--- PASSAGE FOR REVIEW ---

..............................

Virgin relies heavily on transatlantic travel, with the routes representing 70% of its network. Given the restrictions on entry to the U.S. and required quarantine on entry to the U.K., Virgin doesn’t anticipate transatlantic flying to resume at a large scale until the beginning of 2021.
Currently, the airline is flying to New York, Los Angeles and Miami in the U.S. It will resume flying to Atlanta on Sept. 15.
“The completion of the private-only, solvent recapitalisation of Virgin Atlantic removes much of the uncertainty we faced and represents a major step forward in our fight for survival,” Virgin CEO Shai Weiss said in a statement.
However, the airline has doubled down on pressuring the U.K. government to rethink its quarantine policy. Since the start of the U.K.’s travel corridor scheme, travelers entering the country from non-exempt countries have had to quarantine for 14 days.

..............................

Dataset entries:
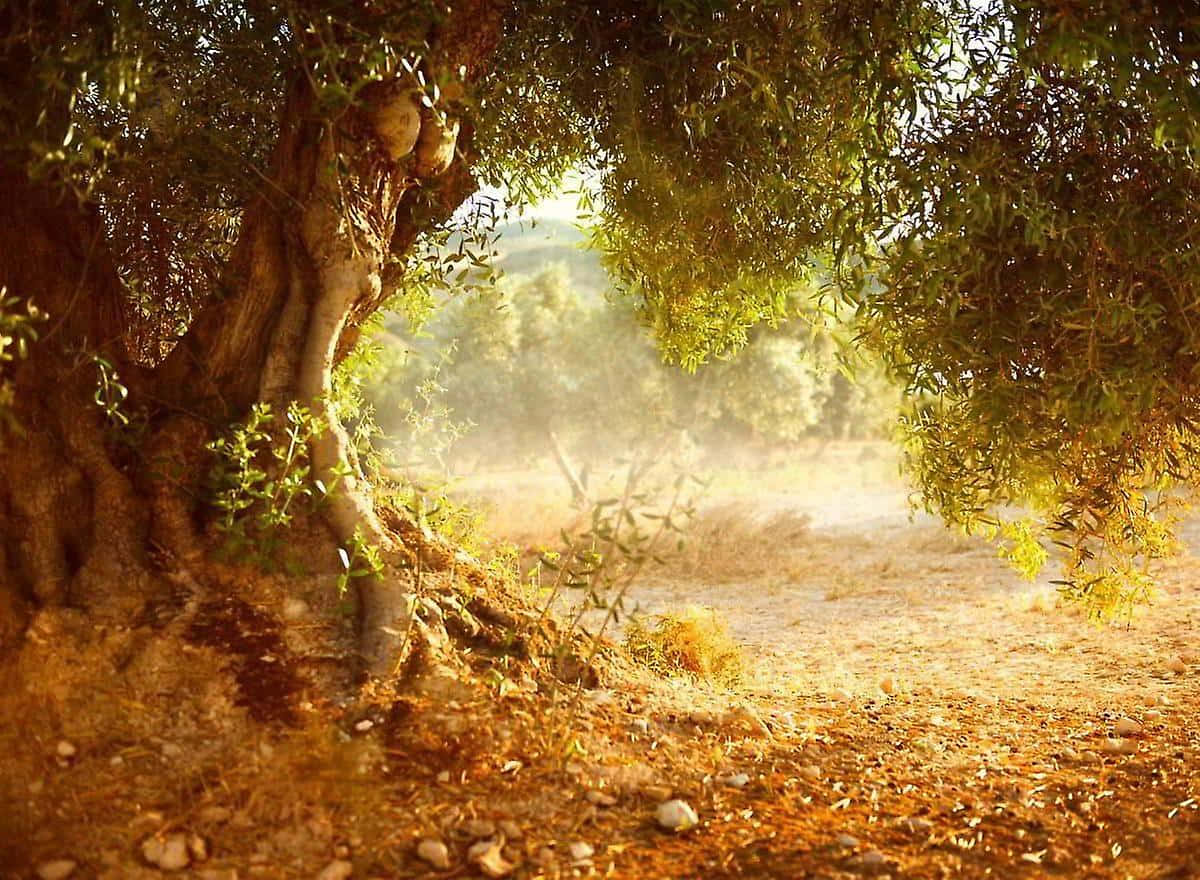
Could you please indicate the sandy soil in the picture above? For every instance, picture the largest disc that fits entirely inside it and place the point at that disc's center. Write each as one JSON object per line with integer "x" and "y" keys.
{"x": 869, "y": 594}
{"x": 911, "y": 710}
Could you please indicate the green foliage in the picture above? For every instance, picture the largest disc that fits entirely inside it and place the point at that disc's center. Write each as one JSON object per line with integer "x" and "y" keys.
{"x": 18, "y": 330}
{"x": 111, "y": 391}
{"x": 360, "y": 558}
{"x": 1005, "y": 191}
{"x": 259, "y": 478}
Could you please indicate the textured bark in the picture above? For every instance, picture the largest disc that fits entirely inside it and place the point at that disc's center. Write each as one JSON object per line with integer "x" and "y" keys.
{"x": 71, "y": 525}
{"x": 84, "y": 521}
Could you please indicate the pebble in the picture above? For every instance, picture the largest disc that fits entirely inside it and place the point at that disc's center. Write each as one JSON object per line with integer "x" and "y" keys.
{"x": 1127, "y": 726}
{"x": 490, "y": 860}
{"x": 658, "y": 792}
{"x": 1117, "y": 746}
{"x": 676, "y": 815}
{"x": 337, "y": 869}
{"x": 918, "y": 825}
{"x": 873, "y": 858}
{"x": 581, "y": 851}
{"x": 169, "y": 852}
{"x": 294, "y": 609}
{"x": 55, "y": 869}
{"x": 435, "y": 852}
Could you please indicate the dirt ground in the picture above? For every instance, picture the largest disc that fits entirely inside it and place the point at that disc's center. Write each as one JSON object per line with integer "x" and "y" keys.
{"x": 910, "y": 708}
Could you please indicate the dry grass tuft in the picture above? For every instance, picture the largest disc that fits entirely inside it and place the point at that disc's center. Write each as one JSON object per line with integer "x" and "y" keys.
{"x": 694, "y": 642}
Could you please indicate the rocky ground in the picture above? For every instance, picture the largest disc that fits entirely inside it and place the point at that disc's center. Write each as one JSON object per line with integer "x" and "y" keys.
{"x": 910, "y": 710}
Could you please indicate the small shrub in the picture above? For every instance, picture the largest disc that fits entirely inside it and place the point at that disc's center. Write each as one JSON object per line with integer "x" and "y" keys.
{"x": 694, "y": 642}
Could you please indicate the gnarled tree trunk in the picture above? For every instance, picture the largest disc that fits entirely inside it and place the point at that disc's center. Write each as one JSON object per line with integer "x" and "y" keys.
{"x": 90, "y": 522}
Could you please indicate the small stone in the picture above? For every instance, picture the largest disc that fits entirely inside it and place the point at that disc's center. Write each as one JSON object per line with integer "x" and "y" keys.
{"x": 676, "y": 815}
{"x": 658, "y": 792}
{"x": 917, "y": 825}
{"x": 55, "y": 869}
{"x": 479, "y": 828}
{"x": 600, "y": 798}
{"x": 151, "y": 850}
{"x": 1127, "y": 726}
{"x": 581, "y": 851}
{"x": 294, "y": 609}
{"x": 490, "y": 860}
{"x": 337, "y": 869}
{"x": 873, "y": 858}
{"x": 1117, "y": 746}
{"x": 169, "y": 852}
{"x": 433, "y": 852}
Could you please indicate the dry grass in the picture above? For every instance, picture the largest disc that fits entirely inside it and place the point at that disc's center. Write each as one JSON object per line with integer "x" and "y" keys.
{"x": 694, "y": 642}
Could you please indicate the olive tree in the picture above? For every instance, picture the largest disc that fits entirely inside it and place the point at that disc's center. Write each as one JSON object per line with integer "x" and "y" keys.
{"x": 208, "y": 201}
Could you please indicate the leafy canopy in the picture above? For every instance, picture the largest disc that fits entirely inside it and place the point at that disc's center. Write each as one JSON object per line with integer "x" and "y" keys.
{"x": 1006, "y": 190}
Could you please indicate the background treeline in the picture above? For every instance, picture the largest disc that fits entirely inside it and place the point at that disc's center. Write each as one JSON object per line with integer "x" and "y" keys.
{"x": 552, "y": 354}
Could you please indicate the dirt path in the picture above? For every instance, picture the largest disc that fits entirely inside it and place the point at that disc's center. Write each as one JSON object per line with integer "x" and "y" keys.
{"x": 911, "y": 710}
{"x": 869, "y": 596}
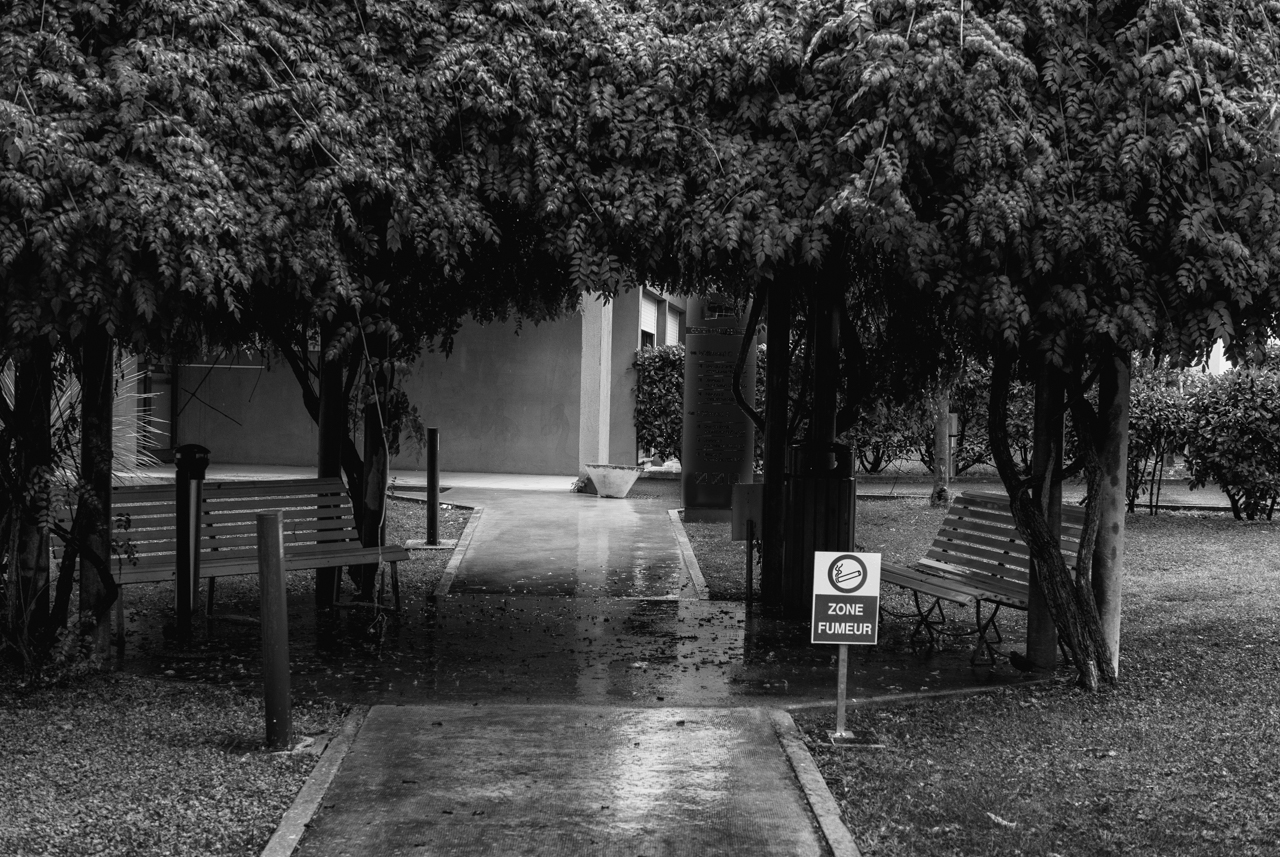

..............................

In the Virgin Atlantic passage, what share of the airline's network do transatlantic routes make up?

70%